- [Task requirements]:
Please rewrite the records below as a JSON list of strings, one string for each line, leaving out the blank lines.

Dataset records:
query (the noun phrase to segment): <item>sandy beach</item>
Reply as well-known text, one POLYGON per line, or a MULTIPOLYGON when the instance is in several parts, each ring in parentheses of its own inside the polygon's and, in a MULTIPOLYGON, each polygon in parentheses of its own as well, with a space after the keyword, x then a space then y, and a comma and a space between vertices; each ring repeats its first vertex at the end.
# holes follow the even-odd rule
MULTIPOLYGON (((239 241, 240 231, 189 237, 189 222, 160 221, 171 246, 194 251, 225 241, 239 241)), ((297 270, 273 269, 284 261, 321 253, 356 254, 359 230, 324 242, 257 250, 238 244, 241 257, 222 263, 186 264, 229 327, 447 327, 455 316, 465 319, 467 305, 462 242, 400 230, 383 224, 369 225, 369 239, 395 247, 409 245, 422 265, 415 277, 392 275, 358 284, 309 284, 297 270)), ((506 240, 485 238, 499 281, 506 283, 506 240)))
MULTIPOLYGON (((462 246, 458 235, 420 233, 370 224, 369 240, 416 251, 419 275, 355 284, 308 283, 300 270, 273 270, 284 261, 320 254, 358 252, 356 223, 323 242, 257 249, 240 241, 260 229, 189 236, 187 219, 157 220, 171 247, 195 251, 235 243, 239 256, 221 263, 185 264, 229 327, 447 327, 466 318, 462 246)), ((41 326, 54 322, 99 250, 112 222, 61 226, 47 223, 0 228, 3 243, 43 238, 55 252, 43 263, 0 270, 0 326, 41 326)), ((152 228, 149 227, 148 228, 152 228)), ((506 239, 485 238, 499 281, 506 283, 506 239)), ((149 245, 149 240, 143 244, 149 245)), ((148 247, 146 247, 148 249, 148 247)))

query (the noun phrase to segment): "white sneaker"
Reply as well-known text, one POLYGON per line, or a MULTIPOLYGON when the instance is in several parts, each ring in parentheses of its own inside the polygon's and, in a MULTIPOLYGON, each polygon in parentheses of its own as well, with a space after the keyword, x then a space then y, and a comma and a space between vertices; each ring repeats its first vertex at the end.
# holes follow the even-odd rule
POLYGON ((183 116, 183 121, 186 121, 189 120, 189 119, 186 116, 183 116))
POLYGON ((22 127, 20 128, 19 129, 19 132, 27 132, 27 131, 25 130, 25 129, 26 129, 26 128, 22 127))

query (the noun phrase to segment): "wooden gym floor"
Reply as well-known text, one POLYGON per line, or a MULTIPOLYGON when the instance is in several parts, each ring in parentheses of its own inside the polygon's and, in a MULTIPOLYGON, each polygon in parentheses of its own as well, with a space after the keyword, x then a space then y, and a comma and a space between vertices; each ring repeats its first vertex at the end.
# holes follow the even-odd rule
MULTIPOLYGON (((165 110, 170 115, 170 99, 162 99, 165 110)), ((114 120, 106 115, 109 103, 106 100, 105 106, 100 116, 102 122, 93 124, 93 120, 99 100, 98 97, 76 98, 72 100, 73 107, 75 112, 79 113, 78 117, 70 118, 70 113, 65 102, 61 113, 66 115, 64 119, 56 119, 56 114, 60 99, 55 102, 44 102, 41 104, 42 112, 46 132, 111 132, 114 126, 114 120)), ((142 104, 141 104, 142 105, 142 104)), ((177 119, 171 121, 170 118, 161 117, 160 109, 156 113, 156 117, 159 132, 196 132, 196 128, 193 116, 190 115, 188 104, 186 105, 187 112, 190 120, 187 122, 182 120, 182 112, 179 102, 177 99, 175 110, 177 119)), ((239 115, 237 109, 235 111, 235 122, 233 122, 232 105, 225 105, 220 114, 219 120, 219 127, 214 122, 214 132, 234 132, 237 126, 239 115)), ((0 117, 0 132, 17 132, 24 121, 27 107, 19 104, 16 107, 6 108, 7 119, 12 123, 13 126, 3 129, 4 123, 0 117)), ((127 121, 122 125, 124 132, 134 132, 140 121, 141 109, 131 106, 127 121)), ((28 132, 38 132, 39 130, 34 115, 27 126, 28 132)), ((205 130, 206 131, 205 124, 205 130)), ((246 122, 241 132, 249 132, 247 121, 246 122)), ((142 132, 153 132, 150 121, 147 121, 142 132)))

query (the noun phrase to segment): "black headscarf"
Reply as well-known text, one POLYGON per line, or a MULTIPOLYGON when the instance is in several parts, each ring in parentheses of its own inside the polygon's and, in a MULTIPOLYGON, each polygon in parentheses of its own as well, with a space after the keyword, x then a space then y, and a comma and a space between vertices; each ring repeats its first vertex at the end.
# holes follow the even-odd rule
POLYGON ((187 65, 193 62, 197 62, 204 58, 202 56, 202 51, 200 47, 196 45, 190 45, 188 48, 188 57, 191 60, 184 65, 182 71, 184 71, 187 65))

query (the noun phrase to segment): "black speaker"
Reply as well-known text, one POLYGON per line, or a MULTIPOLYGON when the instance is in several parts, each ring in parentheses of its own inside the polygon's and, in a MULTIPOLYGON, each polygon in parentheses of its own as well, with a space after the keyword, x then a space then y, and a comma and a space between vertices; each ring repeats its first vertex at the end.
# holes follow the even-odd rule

- [Task output]:
[
  "query (the noun phrase to segment): <item>sandy beach</item>",
  "Reply as well-known text, one POLYGON per line, or a MULTIPOLYGON when the instance is in several parts, each ring in parentheses of its own inside the polygon's and, in a MULTIPOLYGON, each polygon in parentheses of its own as well, with a space after the keyword, x then a space then y, and a comma and a space between vertices; each ring repeats its first vertex at the end.",
  "# holes follow the even-odd rule",
  "MULTIPOLYGON (((239 241, 240 231, 189 237, 189 222, 160 221, 171 246, 194 251, 225 241, 239 241)), ((297 270, 273 269, 284 261, 321 253, 356 254, 359 230, 324 242, 257 250, 238 244, 241 257, 222 263, 186 264, 229 327, 447 327, 455 316, 465 319, 467 305, 462 242, 400 230, 383 224, 369 225, 369 239, 395 247, 409 245, 422 265, 415 277, 392 275, 358 284, 309 284, 297 270)), ((506 240, 485 238, 499 281, 506 283, 506 240)))",
  "MULTIPOLYGON (((462 246, 458 235, 420 233, 370 224, 369 240, 416 251, 419 275, 355 284, 308 283, 300 270, 273 270, 284 261, 320 254, 358 252, 356 223, 323 242, 257 249, 240 241, 260 229, 189 236, 187 219, 157 220, 171 247, 195 251, 235 243, 239 256, 221 263, 185 264, 229 327, 447 327, 466 318, 462 246)), ((41 326, 54 322, 99 250, 112 222, 61 226, 47 223, 0 228, 3 243, 43 238, 55 252, 43 263, 0 270, 0 326, 41 326)), ((152 228, 149 227, 148 228, 152 228)), ((506 239, 485 238, 499 281, 506 283, 506 239)), ((149 245, 149 240, 143 244, 149 245)), ((148 247, 146 247, 148 249, 148 247)))",
  "query (the noun phrase to segment): \"white sneaker\"",
  "Reply as well-known text, one POLYGON per line, or a MULTIPOLYGON when the instance is in several parts, each ring in parentheses of its own inside the polygon's and, in a MULTIPOLYGON, each polygon in parentheses of its own as well, with a space after the keyword, x then a space then y, and a comma and a space between vertices; each ring repeats its first vertex at the end.",
  "# holes follow the even-odd rule",
  "POLYGON ((183 116, 183 121, 186 121, 189 120, 189 119, 186 116, 183 116))",
  "POLYGON ((22 127, 20 128, 19 129, 19 132, 27 132, 27 131, 25 130, 25 129, 26 129, 26 128, 22 127))",
  "query (the noun phrase to segment): \"wooden gym floor\"",
  "Reply as well-known text, one POLYGON per line, or a MULTIPOLYGON when the instance is in several parts, each ring in parentheses of its own inside the polygon's and, in a MULTIPOLYGON, each polygon in parentheses of its own as well, with a space after the keyword, x then a space then y, and a comma and a space between vertices; each ring repeats its first vertex at the end.",
  "# holes follow the even-odd rule",
  "MULTIPOLYGON (((165 110, 170 115, 170 99, 162 99, 165 110)), ((114 120, 106 115, 109 103, 106 100, 105 106, 100 116, 102 122, 93 124, 93 120, 99 100, 98 97, 76 98, 72 100, 73 107, 75 112, 79 113, 78 117, 70 118, 70 113, 65 102, 61 113, 66 115, 64 119, 56 119, 56 114, 60 99, 55 102, 44 102, 41 104, 42 112, 46 132, 111 132, 114 126, 114 120)), ((142 104, 141 104, 142 105, 142 104)), ((177 119, 171 121, 170 118, 161 117, 160 109, 156 113, 156 117, 159 132, 196 132, 196 128, 193 116, 190 115, 188 104, 186 105, 187 112, 190 120, 187 122, 182 120, 182 112, 179 102, 177 99, 175 110, 177 119)), ((239 115, 237 109, 235 111, 235 122, 233 122, 232 105, 225 105, 220 114, 219 120, 219 127, 214 122, 214 132, 234 132, 237 126, 239 115)), ((0 117, 0 132, 17 132, 24 121, 27 107, 19 104, 16 107, 6 108, 7 119, 12 123, 13 126, 3 129, 4 123, 0 117)), ((127 121, 122 125, 124 132, 134 132, 140 121, 141 109, 131 106, 127 121)), ((28 132, 38 132, 39 130, 34 115, 27 126, 28 132)), ((205 130, 206 131, 205 124, 205 130)), ((246 122, 241 132, 249 132, 247 121, 246 122)), ((142 132, 153 132, 150 121, 147 121, 142 132)))",
  "query (the noun phrase to segment): \"black headscarf\"",
  "Reply as well-known text, one POLYGON per line, or a MULTIPOLYGON when the instance is in several parts, each ring in parentheses of its own inside the polygon's and, in a MULTIPOLYGON, each polygon in parentheses of its own as well, with a space after the keyword, x then a space then y, and a comma and a space between vertices; each ring repeats its first vertex at the end.",
  "# holes follow the even-odd rule",
  "POLYGON ((187 65, 193 62, 197 62, 204 58, 202 56, 202 51, 200 47, 196 45, 190 45, 188 48, 188 57, 191 60, 184 65, 182 71, 184 71, 187 65))",
  "query (the noun phrase to segment): \"black speaker\"",
  "Reply as well-known text, one POLYGON per line, or a MULTIPOLYGON when the instance is in several parts, each ring in parentheses of its own inside the polygon's and, in a MULTIPOLYGON, each polygon in parentheses of its own as well, with a space after the keyword, x then a space then y, and a comma and a space between vertices; each ring repeats its first vertex at the end.",
  "# holes follow the even-odd rule"
]